EXERCISE DESCRIPTION: Could you give back only the lines starting with the one that contains "of the meandering" and going on through the one that contains "Query: meandering river", with "meandering river" renamed to "winding river" and everything else left unchanged?

++++++++

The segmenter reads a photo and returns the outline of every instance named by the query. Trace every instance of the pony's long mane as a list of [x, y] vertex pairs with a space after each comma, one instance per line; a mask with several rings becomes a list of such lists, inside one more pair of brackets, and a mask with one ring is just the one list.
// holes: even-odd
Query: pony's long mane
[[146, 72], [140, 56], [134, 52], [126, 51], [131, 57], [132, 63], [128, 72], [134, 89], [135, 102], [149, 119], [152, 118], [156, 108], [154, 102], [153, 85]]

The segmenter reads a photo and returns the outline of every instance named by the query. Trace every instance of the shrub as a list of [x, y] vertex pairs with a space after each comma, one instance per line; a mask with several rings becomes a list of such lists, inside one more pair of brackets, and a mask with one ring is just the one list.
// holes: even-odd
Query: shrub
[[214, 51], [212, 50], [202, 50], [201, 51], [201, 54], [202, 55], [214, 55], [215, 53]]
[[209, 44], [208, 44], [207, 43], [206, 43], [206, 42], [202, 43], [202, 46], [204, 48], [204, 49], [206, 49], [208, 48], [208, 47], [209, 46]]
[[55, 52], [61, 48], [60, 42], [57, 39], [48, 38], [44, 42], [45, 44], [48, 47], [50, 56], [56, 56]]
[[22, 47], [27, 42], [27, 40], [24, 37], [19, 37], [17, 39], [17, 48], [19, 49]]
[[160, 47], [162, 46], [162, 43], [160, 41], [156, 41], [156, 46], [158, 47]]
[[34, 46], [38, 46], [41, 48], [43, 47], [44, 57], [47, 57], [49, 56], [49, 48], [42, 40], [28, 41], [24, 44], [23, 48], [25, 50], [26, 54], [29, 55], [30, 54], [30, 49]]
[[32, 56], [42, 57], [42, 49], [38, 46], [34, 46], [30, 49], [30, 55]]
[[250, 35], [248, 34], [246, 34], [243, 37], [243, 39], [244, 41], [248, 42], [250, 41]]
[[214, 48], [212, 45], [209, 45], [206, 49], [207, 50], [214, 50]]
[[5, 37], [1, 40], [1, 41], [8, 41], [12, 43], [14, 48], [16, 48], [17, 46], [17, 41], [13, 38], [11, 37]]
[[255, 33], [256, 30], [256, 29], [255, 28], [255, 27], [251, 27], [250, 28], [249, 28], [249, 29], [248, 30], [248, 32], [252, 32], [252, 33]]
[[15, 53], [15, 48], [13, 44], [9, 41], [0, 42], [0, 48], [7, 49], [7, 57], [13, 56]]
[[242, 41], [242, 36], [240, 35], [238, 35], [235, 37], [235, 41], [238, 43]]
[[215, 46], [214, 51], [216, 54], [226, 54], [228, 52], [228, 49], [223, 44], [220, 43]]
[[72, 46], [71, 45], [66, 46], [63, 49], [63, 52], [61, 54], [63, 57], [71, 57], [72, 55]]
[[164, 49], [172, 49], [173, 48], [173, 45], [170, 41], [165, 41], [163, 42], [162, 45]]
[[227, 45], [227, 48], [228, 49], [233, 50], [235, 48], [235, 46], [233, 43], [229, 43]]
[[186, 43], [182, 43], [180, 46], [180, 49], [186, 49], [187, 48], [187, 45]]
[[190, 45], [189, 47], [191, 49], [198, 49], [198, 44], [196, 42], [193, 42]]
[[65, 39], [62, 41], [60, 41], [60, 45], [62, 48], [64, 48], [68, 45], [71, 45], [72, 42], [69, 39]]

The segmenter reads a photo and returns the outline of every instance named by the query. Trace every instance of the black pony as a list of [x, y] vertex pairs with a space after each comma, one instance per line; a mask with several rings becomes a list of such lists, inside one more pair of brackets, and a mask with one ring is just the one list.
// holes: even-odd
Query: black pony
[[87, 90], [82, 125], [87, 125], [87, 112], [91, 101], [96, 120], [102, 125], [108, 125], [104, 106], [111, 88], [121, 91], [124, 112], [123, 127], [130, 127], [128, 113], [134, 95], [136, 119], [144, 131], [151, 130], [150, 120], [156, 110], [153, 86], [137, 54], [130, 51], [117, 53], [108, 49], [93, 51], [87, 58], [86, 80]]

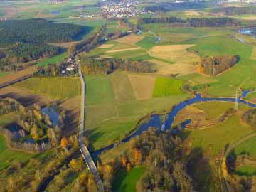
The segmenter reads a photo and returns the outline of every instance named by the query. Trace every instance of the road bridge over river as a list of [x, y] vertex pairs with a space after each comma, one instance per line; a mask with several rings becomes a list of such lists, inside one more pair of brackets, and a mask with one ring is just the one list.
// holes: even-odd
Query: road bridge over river
[[80, 145], [80, 149], [81, 151], [82, 156], [85, 161], [85, 163], [87, 165], [89, 170], [93, 174], [95, 183], [98, 188], [99, 192], [104, 191], [104, 187], [101, 178], [100, 177], [99, 173], [97, 171], [97, 167], [95, 162], [93, 161], [92, 156], [90, 154], [88, 149], [83, 142], [82, 137], [85, 135], [85, 80], [81, 72], [81, 70], [79, 68], [79, 78], [81, 82], [81, 106], [80, 106], [80, 124], [79, 124], [79, 133], [78, 133], [78, 142]]

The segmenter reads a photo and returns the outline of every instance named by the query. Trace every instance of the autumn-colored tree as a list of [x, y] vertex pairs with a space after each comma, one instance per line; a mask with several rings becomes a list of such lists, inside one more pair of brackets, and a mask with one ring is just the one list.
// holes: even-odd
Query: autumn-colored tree
[[66, 148], [68, 146], [68, 142], [67, 138], [63, 137], [60, 141], [60, 146], [63, 148]]
[[130, 162], [128, 162], [127, 166], [127, 171], [129, 171], [131, 169], [132, 169], [132, 164]]
[[142, 152], [138, 148], [134, 148], [134, 164], [138, 165], [142, 161]]
[[122, 156], [121, 159], [121, 161], [122, 161], [122, 166], [125, 167], [127, 166], [127, 158], [126, 156]]

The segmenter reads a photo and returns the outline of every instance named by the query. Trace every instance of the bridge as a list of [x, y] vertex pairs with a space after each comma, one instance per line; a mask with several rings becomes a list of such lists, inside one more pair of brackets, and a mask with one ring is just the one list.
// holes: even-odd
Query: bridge
[[100, 177], [97, 167], [95, 162], [93, 161], [92, 156], [90, 154], [88, 149], [83, 142], [82, 137], [85, 135], [85, 85], [83, 75], [82, 74], [80, 68], [79, 68], [79, 78], [81, 82], [81, 106], [80, 106], [80, 123], [79, 123], [79, 133], [78, 133], [78, 142], [80, 149], [83, 159], [87, 166], [90, 171], [93, 174], [95, 181], [98, 188], [99, 192], [104, 191], [104, 187], [102, 181]]

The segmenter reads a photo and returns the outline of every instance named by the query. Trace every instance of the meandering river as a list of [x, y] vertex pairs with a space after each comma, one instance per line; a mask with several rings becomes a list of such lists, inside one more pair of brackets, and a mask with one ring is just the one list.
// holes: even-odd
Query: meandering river
[[[247, 102], [243, 98], [248, 95], [250, 91], [250, 90], [242, 90], [242, 97], [239, 97], [238, 98], [234, 97], [203, 97], [201, 94], [196, 94], [195, 96], [192, 98], [188, 99], [185, 101], [183, 101], [178, 105], [175, 105], [171, 110], [167, 113], [165, 120], [163, 121], [161, 119], [160, 114], [151, 114], [149, 119], [141, 124], [139, 128], [132, 133], [128, 137], [123, 139], [120, 142], [124, 143], [129, 142], [131, 139], [134, 138], [136, 136], [140, 135], [143, 132], [147, 131], [149, 127], [152, 127], [156, 129], [161, 129], [161, 130], [171, 129], [172, 124], [174, 123], [174, 118], [177, 115], [177, 114], [184, 109], [186, 107], [198, 102], [210, 102], [210, 101], [219, 101], [219, 102], [235, 102], [241, 103], [252, 107], [256, 108], [256, 104], [251, 103]], [[187, 119], [181, 124], [181, 127], [184, 129], [187, 124], [191, 123], [190, 119]], [[172, 129], [174, 134], [177, 133], [179, 130], [178, 129]], [[110, 150], [115, 146], [116, 144], [112, 144], [105, 147], [103, 147], [99, 150], [97, 150], [92, 152], [92, 155], [97, 156], [102, 152]]]

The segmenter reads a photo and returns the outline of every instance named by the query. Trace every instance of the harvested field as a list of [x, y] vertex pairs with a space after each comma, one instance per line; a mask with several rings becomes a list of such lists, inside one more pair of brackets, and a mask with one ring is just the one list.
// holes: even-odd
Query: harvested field
[[111, 76], [114, 100], [116, 102], [134, 100], [135, 96], [130, 81], [126, 74], [116, 73]]
[[186, 75], [196, 71], [194, 63], [199, 60], [196, 54], [189, 53], [187, 48], [193, 45], [157, 46], [150, 50], [152, 56], [175, 62], [175, 64], [164, 65], [160, 67], [157, 73], [161, 75]]
[[200, 16], [201, 14], [200, 13], [196, 11], [186, 11], [185, 15], [189, 16]]
[[9, 86], [0, 90], [0, 97], [6, 97], [17, 100], [25, 107], [31, 106], [34, 103], [45, 105], [53, 102], [53, 100], [46, 95], [36, 94], [31, 91], [14, 86]]
[[112, 48], [112, 46], [114, 46], [114, 44], [103, 44], [97, 47], [97, 48]]
[[142, 41], [144, 37], [139, 36], [135, 34], [129, 35], [119, 39], [117, 39], [116, 41], [122, 43], [127, 43], [127, 44], [132, 44], [134, 45], [135, 43], [138, 43], [139, 41]]
[[80, 93], [78, 78], [33, 78], [15, 84], [55, 100], [72, 98]]
[[123, 52], [123, 51], [128, 51], [128, 50], [138, 50], [138, 49], [141, 49], [141, 48], [123, 48], [123, 49], [112, 50], [106, 51], [106, 53]]
[[4, 77], [0, 77], [0, 85], [8, 83], [9, 82], [15, 81], [19, 78], [22, 78], [26, 75], [33, 74], [36, 70], [34, 67], [31, 67], [16, 73], [11, 73]]
[[64, 137], [75, 133], [75, 128], [79, 124], [80, 97], [66, 100], [59, 103], [58, 107], [66, 111], [67, 121]]
[[128, 78], [137, 100], [151, 98], [153, 93], [155, 77], [152, 75], [129, 74]]
[[188, 106], [181, 110], [175, 117], [174, 124], [178, 124], [186, 119], [191, 119], [189, 127], [198, 128], [215, 125], [218, 119], [206, 119], [206, 113], [193, 106]]
[[256, 47], [253, 46], [253, 49], [252, 51], [252, 55], [250, 56], [251, 59], [256, 60]]

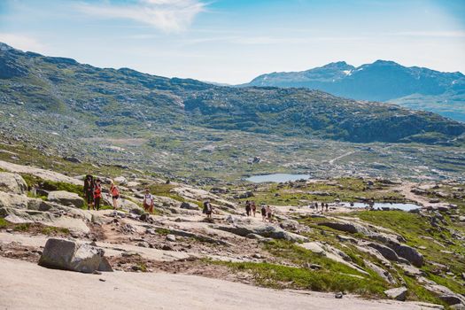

++++++++

WRITTEN ANSWER:
The segmenter reads a photo and returns the outline of every instance named by the query. Trace every instance of the winding river as a list of [x, y] vertex pairs with a space after each comma, one instance per line; a mask with several rings becomes a list of such lists, inside one more pair of brackets, and a mask with one ring is just the one list.
// holes: even-odd
Query: winding river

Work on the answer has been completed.